Data records:
===============

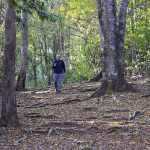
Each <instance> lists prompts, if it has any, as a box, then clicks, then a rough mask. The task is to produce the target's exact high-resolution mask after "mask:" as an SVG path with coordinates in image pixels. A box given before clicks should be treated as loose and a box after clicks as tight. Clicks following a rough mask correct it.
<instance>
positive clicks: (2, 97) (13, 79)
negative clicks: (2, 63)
mask: <svg viewBox="0 0 150 150" xmlns="http://www.w3.org/2000/svg"><path fill="white" fill-rule="evenodd" d="M15 21H16V14H15V10H14V9H13V8H12V7H8V8H7V12H6V18H5V49H4V60H3V63H4V64H3V66H4V74H3V88H2V110H1V120H0V125H6V126H7V125H8V126H17V125H18V124H19V119H18V115H17V107H16V90H15V49H16V27H15Z"/></svg>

===============

To do: Reproduce the item above line for line, leaving out the picture.

Task output:
Each <instance> lists prompts, if it has any, as a box, then clicks, then a rough mask. The task is to produce the target's exact high-resolution mask after "mask:" as an SVG path with coordinates in image pixels. A box given before clicks should be treated as loose and a box after clicks as tight. Clicks following a rough mask correct it.
<instance>
positive clicks: (2, 97) (13, 79)
negative clicks: (2, 63)
mask: <svg viewBox="0 0 150 150" xmlns="http://www.w3.org/2000/svg"><path fill="white" fill-rule="evenodd" d="M15 21H16V14H15V10H14V9H13V8H12V7H8V8H7V12H6V18H5V49H4V60H3V63H4V64H3V66H4V74H3V88H2V110H1V120H0V125H6V126H7V125H8V126H17V125H18V124H19V119H18V115H17V107H16V90H15V49H16V27H15Z"/></svg>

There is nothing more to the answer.